> _Consigne 1_:
Présentez sous forme de liste numérotée les entrées du jeu de données, de la toute première ligne jusqu'à celle contenant "[(69, 115), (118, 119)]", les deux bornes comprises. Omettez les lignes vides.
━━━ Texte fourni ━━━
J’aimerai, comme Bret Easton Ellis, avoir sept ans, sept jour sur sept pour écrire un roman. Au bout de tout ce temps, c’est forcément un bon roman qui sort, ne serait-ce que parce que je pourrai le réécrire deux ou trois fois par an jusqu’à arriver à la perfection.


Rêve prémonitoire : hier j’ai effectivement couru après un gosse avec une furieuse envie de l’assassiner. Et en plus il l’avait mérité. Ce n’est pas intéressant d’en dire plus, mais ça justifie mon rêve.



Ça y est, je l’ai enfin cette idée qui n’est pas autobiographique, que ne parle pas de moi, qui ne s’inspire pas que des mes fantasmes personnels. A la page 6 des Nos Nuits Ardentes, en version nouvelle. Je ne dis pas que c’est l’idée du siècle, mais c’est une idée, vivante et indépendante. Du coup, ça dépendra de la tournure des choses mais je considère la nouvelle comme une étude pour le roman du même nom et je ne sais pas si je vais pas plutôt utilisé Le Poumon comme une nouvelle pour participer au concours d’écriture.

Monday, December 19, 2005

It begins to rain fish ( ou des grenouilles)



I Heart Huckabees de David O’Russel
Disons le tout net : point de vue dramaturgie, ce film est raté. Donc, il n’a pas reçu cinq étoiles dans vos manuels de profs ratés qu’on appelle aussi magazine. La seule question intéressante serait de s’avoir si l’auteur a fait exprès ou non. Huckabees est l’histoire d’Albert (Jason Schwatrzman) qui embauche des enquêteurs existentielles qu’il a rencontré par coïncidence, afin de résoudre une autre coïncidence (trois fois, il a croisé un portier noir) et plus généralement, l’aider à redonner du sens à sa vie. Voilà pour le canevas général. Eventuellement, Albert a un autre et un pire ennemi, les enquêteurs existentielles ont une concurrente à la philosophie opposée. Huckabees est présenté comme un film " philosophique ", mais bien sur, ça ne veut rien dire. C’est juste un film qui a envie de rire un peu, de dire ou trois choses, de se poser trois ou quatre questions et d’inventer les réponses, parce que les questions en elle-même ne l’intéressent absolument pas. Huckabees pourrait, et a été, interprété comme un bête de film de propagande pour une pensée unique. Sauf que c’est faux, parce que du côté des donneurs de leçons (les enquêteurs existentiels), il y a deux visions qui s’opposent, la théorie de la connexion entre tous le monde (illustré par un drap qui représente l’univers, sur lequel tout le monde est semblable et tout le monde est pourtant unique) de Dustin Hoffman et le nihilisme d’Isabelle Huppert. Tous au long du film, on passe en même temps que les protagonistes de l’une à l’autre, dans un délire d’images, d’expériences, de cris presque exaspérant. Aucune des deux ne sont convaincantes, ils en ressort plutôt qu’elles sont ridicules, tout comme ceux qui font leur apologie. C’est quand les deux s’annulent, vers la fin, qu’elles prennent sens : nous sommes tous connectés par le drap, la vie est une expérience fascinante, mais elle se nourrit de la moisissure, de tout ce qui est mauvais sur Terre. Ça ne veut rien dire et on peut tout en faire. Avant toute chose, c’est la victoire de l’imagination. Télécharge Huckabees, regarde-le sur ta petite télé, c’est comme si tu étais au cinéma, six mois plus tôt. Ferme-les yeux, tu es dans un bar avec Adam, Carl et Peter. Garde les fermés et tu vois Clémentine qui te regarde sous la couette.
━━━
> _Consigne 2_:
D'après le texte fourni, combien de fois Albert a-t-il croisé un portier noir ?
━━━ Lignes enregistrées ━━━
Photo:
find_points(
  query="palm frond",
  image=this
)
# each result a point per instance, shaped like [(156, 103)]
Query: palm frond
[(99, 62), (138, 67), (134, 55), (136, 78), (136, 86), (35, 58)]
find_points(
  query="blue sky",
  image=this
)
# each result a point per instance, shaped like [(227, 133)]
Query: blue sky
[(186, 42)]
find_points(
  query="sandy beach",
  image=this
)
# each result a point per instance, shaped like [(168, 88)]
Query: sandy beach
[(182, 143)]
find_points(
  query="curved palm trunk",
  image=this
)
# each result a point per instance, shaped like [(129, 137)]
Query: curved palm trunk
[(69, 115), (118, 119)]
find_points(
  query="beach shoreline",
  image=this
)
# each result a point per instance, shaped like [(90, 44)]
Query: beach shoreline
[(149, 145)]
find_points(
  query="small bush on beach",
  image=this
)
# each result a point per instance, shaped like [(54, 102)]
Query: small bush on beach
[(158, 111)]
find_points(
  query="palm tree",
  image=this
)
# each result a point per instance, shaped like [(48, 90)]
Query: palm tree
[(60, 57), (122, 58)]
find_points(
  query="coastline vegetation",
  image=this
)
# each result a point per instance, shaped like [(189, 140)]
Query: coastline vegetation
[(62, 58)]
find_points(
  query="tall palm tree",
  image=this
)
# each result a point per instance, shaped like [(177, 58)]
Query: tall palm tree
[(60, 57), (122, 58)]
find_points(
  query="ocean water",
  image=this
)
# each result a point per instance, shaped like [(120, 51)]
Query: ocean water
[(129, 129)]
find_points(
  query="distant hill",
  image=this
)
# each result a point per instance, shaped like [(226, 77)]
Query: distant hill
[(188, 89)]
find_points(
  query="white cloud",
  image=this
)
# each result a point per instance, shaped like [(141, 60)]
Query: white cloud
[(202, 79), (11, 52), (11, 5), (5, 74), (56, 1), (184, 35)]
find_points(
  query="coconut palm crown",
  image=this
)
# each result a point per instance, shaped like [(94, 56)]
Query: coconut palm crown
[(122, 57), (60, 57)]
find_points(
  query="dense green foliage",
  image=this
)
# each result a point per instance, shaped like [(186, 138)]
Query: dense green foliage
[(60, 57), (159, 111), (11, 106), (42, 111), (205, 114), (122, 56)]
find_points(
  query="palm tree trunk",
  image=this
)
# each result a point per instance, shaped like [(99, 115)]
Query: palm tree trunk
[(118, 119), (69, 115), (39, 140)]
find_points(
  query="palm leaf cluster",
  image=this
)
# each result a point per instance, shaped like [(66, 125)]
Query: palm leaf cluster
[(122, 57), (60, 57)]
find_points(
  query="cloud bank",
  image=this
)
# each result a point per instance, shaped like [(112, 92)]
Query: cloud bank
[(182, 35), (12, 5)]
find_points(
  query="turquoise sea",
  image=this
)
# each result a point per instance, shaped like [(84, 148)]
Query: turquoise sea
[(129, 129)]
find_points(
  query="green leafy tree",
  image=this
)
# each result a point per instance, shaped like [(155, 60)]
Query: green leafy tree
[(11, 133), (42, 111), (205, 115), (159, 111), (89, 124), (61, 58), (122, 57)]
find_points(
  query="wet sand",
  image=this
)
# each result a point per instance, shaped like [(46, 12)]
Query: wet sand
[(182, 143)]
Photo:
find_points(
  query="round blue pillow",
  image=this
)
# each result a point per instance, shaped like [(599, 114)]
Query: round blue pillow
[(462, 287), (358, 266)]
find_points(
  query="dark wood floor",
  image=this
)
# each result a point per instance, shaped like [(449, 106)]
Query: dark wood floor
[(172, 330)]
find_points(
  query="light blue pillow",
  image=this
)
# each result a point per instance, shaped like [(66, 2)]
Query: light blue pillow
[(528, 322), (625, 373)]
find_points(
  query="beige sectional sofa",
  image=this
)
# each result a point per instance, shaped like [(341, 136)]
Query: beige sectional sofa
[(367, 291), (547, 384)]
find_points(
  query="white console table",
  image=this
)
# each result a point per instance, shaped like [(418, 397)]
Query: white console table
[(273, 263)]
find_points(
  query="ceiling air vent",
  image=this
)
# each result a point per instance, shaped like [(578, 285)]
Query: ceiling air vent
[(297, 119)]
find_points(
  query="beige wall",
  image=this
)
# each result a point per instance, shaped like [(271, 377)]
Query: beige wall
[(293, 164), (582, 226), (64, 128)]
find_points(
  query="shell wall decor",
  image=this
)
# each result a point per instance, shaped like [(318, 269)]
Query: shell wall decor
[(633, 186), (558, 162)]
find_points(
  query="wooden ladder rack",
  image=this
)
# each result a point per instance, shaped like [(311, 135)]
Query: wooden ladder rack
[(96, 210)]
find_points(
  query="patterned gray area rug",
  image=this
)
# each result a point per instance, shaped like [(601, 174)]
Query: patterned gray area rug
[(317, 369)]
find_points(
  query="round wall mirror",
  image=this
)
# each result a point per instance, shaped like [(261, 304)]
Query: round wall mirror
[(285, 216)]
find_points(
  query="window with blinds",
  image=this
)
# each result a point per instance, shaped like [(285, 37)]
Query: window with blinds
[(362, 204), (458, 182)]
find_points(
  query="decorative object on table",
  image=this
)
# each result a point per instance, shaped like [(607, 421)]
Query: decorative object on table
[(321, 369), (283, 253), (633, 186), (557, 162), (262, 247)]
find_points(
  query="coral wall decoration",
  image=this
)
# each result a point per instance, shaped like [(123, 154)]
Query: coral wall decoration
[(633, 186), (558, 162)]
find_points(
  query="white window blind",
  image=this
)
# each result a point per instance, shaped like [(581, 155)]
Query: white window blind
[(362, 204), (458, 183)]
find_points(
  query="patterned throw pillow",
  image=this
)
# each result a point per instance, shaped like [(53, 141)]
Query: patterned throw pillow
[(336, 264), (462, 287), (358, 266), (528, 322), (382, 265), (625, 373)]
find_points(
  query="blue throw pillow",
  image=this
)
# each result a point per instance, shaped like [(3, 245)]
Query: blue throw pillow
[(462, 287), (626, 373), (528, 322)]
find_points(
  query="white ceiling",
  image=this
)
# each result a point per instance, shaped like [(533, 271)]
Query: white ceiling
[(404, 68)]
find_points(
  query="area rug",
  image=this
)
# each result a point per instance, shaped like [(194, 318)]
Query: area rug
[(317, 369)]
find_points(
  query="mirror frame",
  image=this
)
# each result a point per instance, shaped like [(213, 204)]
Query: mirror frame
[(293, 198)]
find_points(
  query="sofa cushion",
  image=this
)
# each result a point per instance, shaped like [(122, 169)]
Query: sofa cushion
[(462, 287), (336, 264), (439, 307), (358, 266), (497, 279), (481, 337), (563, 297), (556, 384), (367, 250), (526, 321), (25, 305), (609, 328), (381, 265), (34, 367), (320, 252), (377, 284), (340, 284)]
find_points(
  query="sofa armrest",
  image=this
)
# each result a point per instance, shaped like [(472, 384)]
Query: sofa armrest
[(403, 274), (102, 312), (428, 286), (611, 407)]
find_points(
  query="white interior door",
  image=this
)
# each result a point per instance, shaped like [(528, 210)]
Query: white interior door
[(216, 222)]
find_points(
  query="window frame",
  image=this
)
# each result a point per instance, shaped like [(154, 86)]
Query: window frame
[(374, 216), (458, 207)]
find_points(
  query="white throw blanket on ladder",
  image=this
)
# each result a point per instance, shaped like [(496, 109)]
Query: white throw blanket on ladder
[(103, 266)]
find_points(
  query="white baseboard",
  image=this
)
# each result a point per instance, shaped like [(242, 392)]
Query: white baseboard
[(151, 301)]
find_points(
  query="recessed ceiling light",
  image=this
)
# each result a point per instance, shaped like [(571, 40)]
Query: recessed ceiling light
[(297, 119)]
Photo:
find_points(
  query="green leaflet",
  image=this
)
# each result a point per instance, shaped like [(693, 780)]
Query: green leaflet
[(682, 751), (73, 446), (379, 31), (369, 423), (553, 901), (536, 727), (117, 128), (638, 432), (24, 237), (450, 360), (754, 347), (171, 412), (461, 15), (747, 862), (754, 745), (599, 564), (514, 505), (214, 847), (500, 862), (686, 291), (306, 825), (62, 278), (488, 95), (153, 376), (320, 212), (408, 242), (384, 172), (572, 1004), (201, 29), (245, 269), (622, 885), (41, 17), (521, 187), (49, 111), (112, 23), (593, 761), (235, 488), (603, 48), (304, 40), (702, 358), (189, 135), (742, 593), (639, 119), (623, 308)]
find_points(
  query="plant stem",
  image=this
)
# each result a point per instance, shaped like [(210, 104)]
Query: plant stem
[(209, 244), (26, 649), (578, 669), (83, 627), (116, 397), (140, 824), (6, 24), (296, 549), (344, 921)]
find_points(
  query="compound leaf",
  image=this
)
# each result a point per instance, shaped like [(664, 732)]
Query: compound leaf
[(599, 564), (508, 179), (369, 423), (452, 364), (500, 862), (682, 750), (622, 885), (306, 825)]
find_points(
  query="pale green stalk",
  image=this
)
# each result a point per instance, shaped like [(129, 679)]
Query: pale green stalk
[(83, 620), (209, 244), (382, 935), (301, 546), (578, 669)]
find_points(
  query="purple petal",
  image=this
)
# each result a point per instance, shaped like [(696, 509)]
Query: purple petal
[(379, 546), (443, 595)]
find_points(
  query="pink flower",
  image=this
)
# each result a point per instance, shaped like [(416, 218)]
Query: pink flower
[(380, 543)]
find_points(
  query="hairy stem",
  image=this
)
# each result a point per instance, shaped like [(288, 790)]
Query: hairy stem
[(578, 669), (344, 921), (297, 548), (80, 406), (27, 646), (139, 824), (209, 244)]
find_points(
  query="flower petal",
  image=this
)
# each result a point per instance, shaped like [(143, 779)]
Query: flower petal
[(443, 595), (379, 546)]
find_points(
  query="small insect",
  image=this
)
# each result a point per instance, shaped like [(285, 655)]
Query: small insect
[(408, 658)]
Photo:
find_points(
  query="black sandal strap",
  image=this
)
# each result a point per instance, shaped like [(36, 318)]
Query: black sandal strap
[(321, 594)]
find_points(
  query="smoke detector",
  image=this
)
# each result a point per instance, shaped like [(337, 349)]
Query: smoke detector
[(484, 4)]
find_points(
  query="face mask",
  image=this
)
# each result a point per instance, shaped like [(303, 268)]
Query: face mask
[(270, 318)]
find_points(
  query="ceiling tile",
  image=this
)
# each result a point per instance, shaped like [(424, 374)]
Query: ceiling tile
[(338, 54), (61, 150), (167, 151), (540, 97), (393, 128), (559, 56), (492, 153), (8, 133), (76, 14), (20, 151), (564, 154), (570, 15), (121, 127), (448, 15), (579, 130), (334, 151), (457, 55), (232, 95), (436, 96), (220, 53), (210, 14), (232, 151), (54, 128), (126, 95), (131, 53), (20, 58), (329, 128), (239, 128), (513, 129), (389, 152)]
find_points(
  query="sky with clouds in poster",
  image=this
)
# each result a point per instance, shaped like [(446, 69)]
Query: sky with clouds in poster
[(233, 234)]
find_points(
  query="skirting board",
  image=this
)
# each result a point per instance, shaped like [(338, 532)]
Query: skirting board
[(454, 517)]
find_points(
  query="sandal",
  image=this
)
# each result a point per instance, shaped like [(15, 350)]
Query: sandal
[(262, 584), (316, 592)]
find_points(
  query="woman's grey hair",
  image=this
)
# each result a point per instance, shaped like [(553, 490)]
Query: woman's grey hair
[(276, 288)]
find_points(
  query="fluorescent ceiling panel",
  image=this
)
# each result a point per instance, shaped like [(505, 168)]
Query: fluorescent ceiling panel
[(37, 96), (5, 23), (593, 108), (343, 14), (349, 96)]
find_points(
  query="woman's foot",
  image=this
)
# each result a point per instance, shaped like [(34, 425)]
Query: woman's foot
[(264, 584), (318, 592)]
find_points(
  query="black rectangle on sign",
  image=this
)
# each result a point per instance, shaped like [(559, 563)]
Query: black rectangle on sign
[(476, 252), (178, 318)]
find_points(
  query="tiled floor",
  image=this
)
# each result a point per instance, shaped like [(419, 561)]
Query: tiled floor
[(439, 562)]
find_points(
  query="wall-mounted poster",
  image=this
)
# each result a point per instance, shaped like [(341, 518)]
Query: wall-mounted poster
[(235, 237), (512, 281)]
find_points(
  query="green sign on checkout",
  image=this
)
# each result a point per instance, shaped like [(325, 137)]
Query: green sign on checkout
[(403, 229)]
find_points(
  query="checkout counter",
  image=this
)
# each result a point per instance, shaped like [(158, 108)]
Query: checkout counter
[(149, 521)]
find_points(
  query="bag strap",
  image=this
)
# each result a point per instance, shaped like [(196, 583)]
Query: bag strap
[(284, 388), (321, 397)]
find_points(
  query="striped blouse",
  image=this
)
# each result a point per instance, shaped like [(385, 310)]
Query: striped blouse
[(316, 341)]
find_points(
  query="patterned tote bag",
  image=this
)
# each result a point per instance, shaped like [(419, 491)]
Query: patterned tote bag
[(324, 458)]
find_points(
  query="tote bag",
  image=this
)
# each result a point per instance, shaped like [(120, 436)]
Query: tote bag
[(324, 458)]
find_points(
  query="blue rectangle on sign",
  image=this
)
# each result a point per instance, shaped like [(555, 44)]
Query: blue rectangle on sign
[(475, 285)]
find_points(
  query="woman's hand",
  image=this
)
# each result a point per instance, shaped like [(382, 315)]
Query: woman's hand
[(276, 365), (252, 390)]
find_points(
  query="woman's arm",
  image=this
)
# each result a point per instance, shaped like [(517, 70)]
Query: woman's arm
━━━
> _Réponse correcte 1_:
1. Photo:
2. find_points(
3.   query="palm frond",
4.   image=this
5. )
6. # each result a point per instance, shaped like [(156, 103)]
7. Query: palm frond
8. [(99, 62), (138, 67), (134, 55), (136, 78), (136, 86), (35, 58)]
9. find_points(
10.   query="blue sky",
11.   image=this
12. )
13. # each result a point per instance, shaped like [(227, 133)]
14. Query: blue sky
15. [(186, 42)]
16. find_points(
17.   query="sandy beach",
18.   image=this
19. )
20. # each result a point per instance, shaped like [(168, 88)]
21. Query: sandy beach
22. [(182, 143)]
23. find_points(
24.   query="curved palm trunk",
25.   image=this
26. )
27. # each result a point per instance, shaped like [(129, 137)]
28. Query: curved palm trunk
29. [(69, 115), (118, 119)]

> _Réponse correcte 2_:
Trois fois.